§ PROBLEM STATEMENT
Return, word for word, the lines of the records below that begin at the line containing "wig in the photo above." and end after the line containing "face in the photo above.".

-------- MATERIAL FOR THIS TASK --------

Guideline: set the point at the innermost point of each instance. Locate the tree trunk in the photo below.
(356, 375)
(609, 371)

--------
-------- MATERIAL FOR THIS TASK --------

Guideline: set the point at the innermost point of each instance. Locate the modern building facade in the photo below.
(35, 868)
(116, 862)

--------
-------- MATERIAL FOR THIS TASK --------

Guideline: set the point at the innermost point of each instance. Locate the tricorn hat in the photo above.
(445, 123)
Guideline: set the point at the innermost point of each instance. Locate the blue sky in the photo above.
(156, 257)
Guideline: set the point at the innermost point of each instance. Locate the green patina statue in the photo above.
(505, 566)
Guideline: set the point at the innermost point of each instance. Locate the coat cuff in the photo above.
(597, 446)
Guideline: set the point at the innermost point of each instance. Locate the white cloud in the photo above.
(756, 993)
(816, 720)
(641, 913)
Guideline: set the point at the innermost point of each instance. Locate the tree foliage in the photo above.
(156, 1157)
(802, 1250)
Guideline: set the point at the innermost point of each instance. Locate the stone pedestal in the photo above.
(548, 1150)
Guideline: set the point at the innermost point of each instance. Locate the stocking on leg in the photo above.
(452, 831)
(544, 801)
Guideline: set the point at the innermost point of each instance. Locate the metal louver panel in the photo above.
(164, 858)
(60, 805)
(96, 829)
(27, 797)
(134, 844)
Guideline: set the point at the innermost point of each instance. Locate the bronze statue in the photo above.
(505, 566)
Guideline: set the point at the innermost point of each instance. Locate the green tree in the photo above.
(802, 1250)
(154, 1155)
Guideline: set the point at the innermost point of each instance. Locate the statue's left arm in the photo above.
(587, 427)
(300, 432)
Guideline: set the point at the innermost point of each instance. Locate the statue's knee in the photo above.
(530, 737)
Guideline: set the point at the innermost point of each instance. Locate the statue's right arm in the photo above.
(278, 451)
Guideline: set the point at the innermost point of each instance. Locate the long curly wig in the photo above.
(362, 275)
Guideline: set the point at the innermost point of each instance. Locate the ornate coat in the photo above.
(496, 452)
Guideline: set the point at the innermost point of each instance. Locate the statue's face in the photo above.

--------

§ THE SOLUTION
Guideline: set the point at the innermost point of each instance. Locate the long curly wig in the photo above.
(362, 275)
Guideline: set the point at the innermost point of each instance. Locate the ornate coat in the photo above.
(496, 452)
Guideline: set the point at the innermost point of each instance. Locate the statue's face in the photo above.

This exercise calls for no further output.